── Information supplied ──

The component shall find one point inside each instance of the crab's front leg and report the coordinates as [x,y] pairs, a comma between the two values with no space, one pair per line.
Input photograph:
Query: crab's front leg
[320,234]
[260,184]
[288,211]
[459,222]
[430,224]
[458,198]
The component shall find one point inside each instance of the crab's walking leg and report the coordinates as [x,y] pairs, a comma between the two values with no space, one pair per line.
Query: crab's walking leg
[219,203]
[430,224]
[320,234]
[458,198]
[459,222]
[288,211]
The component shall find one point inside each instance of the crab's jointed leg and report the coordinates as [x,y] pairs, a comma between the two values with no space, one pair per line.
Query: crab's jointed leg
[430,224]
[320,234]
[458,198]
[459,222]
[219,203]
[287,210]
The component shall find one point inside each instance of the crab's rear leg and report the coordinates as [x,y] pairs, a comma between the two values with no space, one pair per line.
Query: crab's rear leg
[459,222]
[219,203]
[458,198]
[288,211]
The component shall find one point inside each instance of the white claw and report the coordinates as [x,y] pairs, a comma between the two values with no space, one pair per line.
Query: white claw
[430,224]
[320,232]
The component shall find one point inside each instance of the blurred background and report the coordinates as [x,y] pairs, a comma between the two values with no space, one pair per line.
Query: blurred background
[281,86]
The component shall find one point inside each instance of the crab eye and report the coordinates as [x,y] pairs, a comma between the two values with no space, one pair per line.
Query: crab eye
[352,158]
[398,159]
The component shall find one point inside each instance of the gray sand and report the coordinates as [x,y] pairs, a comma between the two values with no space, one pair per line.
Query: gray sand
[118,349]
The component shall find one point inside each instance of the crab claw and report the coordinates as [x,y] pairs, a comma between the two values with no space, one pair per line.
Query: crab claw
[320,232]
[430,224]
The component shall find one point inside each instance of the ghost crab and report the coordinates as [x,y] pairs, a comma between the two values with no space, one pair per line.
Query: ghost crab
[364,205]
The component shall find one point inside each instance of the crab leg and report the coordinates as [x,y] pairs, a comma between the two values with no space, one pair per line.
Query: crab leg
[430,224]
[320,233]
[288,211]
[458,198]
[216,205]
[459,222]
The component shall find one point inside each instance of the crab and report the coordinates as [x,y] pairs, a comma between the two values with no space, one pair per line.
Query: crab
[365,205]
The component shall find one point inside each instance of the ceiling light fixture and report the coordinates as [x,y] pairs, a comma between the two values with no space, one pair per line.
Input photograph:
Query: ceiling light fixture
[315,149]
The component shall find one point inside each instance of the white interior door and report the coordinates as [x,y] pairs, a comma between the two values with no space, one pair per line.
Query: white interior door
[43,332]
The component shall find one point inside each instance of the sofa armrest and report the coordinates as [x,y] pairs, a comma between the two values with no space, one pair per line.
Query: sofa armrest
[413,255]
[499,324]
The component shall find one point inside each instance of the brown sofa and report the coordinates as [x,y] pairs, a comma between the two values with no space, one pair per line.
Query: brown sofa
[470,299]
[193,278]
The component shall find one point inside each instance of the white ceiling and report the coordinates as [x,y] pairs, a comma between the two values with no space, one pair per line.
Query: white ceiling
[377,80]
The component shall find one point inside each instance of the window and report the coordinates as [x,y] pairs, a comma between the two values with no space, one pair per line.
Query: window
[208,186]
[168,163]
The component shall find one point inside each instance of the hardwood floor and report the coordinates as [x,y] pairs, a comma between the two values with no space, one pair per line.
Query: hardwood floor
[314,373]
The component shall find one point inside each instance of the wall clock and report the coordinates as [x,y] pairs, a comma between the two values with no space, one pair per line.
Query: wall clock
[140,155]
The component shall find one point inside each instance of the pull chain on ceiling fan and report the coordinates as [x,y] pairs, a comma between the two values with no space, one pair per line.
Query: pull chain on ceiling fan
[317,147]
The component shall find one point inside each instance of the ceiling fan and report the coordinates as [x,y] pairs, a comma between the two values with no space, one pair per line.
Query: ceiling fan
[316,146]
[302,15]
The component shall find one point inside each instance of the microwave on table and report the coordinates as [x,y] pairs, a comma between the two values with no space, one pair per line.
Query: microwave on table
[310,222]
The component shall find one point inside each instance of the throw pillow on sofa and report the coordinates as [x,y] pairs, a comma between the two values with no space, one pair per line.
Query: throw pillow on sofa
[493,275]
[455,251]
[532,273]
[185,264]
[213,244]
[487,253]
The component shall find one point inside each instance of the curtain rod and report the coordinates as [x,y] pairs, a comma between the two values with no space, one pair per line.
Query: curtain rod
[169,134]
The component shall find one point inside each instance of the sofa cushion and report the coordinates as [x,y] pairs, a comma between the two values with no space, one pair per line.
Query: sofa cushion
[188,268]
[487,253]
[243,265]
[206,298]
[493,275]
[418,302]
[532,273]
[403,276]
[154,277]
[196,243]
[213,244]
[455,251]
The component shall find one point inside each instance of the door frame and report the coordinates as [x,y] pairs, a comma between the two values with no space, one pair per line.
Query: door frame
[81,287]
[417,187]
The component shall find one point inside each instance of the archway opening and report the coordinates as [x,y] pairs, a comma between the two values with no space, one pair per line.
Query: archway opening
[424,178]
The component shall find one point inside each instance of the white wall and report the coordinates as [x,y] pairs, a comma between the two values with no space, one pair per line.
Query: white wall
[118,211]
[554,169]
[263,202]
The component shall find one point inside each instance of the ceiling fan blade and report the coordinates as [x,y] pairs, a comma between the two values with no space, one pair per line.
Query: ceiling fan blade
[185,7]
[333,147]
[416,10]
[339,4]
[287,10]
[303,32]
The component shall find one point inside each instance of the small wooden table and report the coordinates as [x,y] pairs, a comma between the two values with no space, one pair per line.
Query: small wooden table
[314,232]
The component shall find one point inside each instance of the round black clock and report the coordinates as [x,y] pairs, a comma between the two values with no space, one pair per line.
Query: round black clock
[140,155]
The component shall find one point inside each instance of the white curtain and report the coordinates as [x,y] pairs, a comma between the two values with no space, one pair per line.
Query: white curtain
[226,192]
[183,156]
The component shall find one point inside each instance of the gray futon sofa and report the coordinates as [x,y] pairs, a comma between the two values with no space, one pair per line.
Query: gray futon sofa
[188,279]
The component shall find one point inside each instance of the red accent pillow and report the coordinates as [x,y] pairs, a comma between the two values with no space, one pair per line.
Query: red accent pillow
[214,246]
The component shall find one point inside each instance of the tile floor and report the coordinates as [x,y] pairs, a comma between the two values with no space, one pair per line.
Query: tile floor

───

** Exercise requirements **
Could you quote, exactly as they appear, the line containing "of the small" and every line after it to the end of the records above?

** Full output **
The component shall find one point inside each instance of the small wooden table and report the coordinates as [x,y] pairs, a comma between the two values with no space, one pair per line.
Query: small wooden table
[314,232]
The component shall find one point inside each instance of the round black clock and report the coordinates as [x,y] pairs, a comma between the two values with no space, one pair per line.
Query: round black clock
[140,155]
The component shall find one point inside each instance of the white curtain and report the coordinates as [x,y] pairs, a comma between the two values with no space, one pair per line.
Query: white curtain
[226,192]
[183,156]
The component shall find one point inside each instance of the gray futon sofa and report the coordinates as [x,y] pairs, a comma between the two values with no space, one pair per line.
Query: gray futon sofa
[188,279]
The component shall find one point inside each instance of the red accent pillow and report the coordinates as [x,y] pairs, a comma between the two values with no space, one pair per line.
Query: red accent pillow
[214,246]
The component shall find one point inside each instance of the tile floor and report the coordinates as [x,y] pairs, a comma between the two values with no space, one pair per line.
Query: tile floor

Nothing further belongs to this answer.